● Exercise description
Can you rewrite every one of the records below, changing "tag it with one point" to "mark it with a single point" and leaving everything else unchanged?

======== Listing ========

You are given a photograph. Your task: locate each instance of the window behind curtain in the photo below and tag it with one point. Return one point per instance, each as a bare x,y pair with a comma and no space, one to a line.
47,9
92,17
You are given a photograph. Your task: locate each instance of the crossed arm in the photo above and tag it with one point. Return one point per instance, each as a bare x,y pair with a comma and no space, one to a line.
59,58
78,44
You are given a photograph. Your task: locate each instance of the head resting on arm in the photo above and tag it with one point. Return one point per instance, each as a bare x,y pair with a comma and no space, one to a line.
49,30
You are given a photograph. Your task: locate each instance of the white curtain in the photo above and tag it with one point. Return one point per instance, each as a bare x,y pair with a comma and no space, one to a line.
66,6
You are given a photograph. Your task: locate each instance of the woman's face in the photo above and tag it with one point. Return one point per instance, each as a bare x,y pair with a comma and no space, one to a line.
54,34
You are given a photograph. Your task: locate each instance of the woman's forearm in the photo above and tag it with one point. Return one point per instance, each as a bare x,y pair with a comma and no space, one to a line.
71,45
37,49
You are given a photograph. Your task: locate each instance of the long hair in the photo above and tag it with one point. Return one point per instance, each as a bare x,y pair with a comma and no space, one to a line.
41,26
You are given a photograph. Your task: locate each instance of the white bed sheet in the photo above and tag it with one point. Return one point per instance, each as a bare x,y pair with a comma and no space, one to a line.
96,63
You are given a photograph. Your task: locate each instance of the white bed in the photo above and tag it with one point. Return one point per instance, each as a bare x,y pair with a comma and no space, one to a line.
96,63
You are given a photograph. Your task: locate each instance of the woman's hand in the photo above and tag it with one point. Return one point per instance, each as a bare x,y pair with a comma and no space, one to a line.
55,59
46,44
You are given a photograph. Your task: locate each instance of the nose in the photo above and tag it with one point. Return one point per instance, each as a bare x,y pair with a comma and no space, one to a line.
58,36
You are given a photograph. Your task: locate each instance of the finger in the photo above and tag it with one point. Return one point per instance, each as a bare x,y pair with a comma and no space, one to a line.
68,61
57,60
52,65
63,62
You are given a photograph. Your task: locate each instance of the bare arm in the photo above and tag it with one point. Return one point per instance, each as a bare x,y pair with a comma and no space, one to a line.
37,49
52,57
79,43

========

● Written solution
You are given a photograph. Your task: locate each instance of the window behind curtain in the photo below and mark it with a single point. Return one point per instance, each as a bare x,y pair with a comma and no space, one to a line.
47,9
92,17
You are given a photograph. Your task: locate each instance of the crossed arm in the photo above and mark it with a single point. Return one point per instance, each as a bare x,y pair with a comma and no space, one to a line.
59,58
78,44
You are given a photograph. Your task: locate each instance of the head resting on arm in the photo above and mark it with a single point. Return one point per instance, each as a bare x,y pair with a comma and no space, one to a line.
49,30
You are given a photograph. Your task: locate each instance of the white curtain in the photo above and mark it with a single point. Return one point per instance, each as a bare x,y pair with a comma and no space, one to a line.
66,6
You are given a photograph. Your task: locate each instance of the woman's face in the photo above and mark it with a single point. Return one point per instance, each as a bare x,y pair with a comma and no space, one to a line.
54,34
You are given a photograph. Your task: locate each instance of the woman's forearm in the photo above and mark it with a single point. Return one point per instance, each as a bare x,y pair with a comma and no space, one to a line.
71,45
37,49
You are given a photograph. Your task: locate each instance of the long hair in the photo above and mark it with a single point. Return one point per instance, each as a bare x,y pair with a comma and no space, one to a line.
41,26
You are given a photograph. Your task: locate each instance of the white bed sheet in the photo above and mark it with a single point. Return one point per instance, each as a bare x,y pair with a comma and no space, one to a line.
96,63
You are given a photograph. Your task: locate each instance of the white bed in the photo above and mark it with a single point. Return one point per instance, each as a bare x,y pair with a comma and no space, one to a line.
96,63
You are given a photograph. Your task: locate each instance of the woman's hand in the photo above and mark it with a single point. Return one point per instance, each as a bare x,y pair with a comma and no space, one to a line.
55,59
46,44
You are given a photograph. Your task: locate each instance of the nose in the photo above and mark it with a single point. Return one point per instance, each as a bare x,y pair with a comma and no space, one to a line.
58,36
You are given a photograph. Your task: locate each instance of the finger in the photo above and mark it with a single point. Return one point per instance, each as a bare x,y pair with a comma and no space, one to a line.
68,61
57,60
52,65
63,62
You are given a photograph. Your task: locate each instance of the bare arm in the photo above and mark it with a single point. Return one point per instance, each as a bare x,y pair with a comma and no space, one to a line.
37,49
52,57
79,43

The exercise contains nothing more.